═══ Selected extract
# Fishbites



## Got Fish? (Dec 31, 2014)

I know that people have been using fishbites a lot. I would like to target mainly pups, trout, and flounder from the surf. My only question is which fishbite should I choose?


----------



## River (Sep 30, 2006)

Go with sandflea flavor ....... Definitely does the trick ..... River


----------



## phillyguy (Aug 9, 2010)

bloodworm!


----------



## Got Fish? (Dec 31, 2014)

My main problem is should I pick EZ type or the Fish-N-Strips type. What's the difference??


----------



## Clifferent (Mar 15, 2014)

I've had good luck with pink shrimp. Haven't tried sand flea yet. Ordered some last week to try in 3 weeks. On sale at BPS for $4.49!


----------



## Got Fish? (Dec 31, 2014)

Yeah I'm going to try and head to bps this weekend and buy a couple types to test in 2 weeks. Seems like so far I will grar pack of fleas, bloodworms, and shrimp. I'll ask some advice from the guys at bps.


----------



## Clifferent (Mar 15, 2014)

I prefer EZ...cut to fit. I tip whatever bait I have with little triangle pieces. Caught a 40 in. + drum on saltEd shrimp and FB at Jekyll Island in October.


----------



## Got Fish? (Dec 31, 2014)

So it doesn't affect how it works? Is the EZ just cuttable and that's the only difference?


----------



## afout07 (Jan 29, 2014)

I don't think you'll catch many flounder or trout on fishbites. I could be wrong though. I know pups will eat them but you'll probably be mainly catching pan fish with them. If you want cheap bait why not just dig some fleas right on the beach where you're fishing?


----------



## Got Fish? (Dec 31, 2014)

yes i have a sand flea rake. I have just heard a lot about Fishbites and was curious to whether they are worth my time buying.


----------



## Clifferent (Mar 15, 2014)

I've cut up the strips too. The long lasting formula has cloth mesh so it stays on hook better. It's pretty tough stuff so need sharp knife or scissors. The EZ is usually cheaper too.


----------



## afout07 (Jan 29, 2014)

Got Fish? said:


> yes i have a sand flea rake. I have just heard a lot about Fishbites and was curious to whether they are worth my time buying.
══════
Tasks and exercises
[a] According to the Fishbites thread, what does the long lasting formula have that helps it stay on the hook better?
[b] Please copy the records from their first line through the line containing "column 644, row 181", swapping "ceiling air vent" for "wall air vent" and leaving everything else unchanged.
═══ Task inputs
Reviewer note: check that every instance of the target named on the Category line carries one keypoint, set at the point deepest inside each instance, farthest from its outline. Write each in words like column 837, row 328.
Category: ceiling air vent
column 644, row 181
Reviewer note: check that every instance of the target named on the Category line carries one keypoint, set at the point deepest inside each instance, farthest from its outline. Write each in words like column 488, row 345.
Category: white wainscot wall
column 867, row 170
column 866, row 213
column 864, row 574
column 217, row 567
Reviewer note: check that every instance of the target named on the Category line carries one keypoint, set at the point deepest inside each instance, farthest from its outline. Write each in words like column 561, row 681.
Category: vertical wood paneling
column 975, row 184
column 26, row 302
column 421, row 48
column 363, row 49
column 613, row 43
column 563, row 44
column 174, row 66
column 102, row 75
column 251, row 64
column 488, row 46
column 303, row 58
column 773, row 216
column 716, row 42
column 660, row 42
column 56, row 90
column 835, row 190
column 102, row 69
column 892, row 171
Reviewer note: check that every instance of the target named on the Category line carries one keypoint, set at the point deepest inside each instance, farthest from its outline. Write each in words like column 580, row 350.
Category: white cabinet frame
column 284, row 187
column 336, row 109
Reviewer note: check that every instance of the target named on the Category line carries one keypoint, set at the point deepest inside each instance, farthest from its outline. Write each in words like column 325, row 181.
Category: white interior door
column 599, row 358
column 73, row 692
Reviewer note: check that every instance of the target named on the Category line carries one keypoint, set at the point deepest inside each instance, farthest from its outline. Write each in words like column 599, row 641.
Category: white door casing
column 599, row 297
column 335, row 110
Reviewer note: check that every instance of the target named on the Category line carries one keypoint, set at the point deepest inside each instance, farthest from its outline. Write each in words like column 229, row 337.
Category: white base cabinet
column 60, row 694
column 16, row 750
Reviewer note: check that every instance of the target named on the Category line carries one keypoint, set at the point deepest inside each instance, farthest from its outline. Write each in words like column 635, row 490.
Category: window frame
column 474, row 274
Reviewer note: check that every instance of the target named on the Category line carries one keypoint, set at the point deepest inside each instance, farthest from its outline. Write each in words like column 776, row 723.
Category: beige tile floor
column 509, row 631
══════
Solved problems
[a] Cloth mesh.

[b]
Reviewer note: check that every instance of the target named on the Category line carries one keypoint, set at the point deepest inside each instance, farthest from its outline. Write each in words like column 837, row 328.
Category: wall air vent
column 644, row 181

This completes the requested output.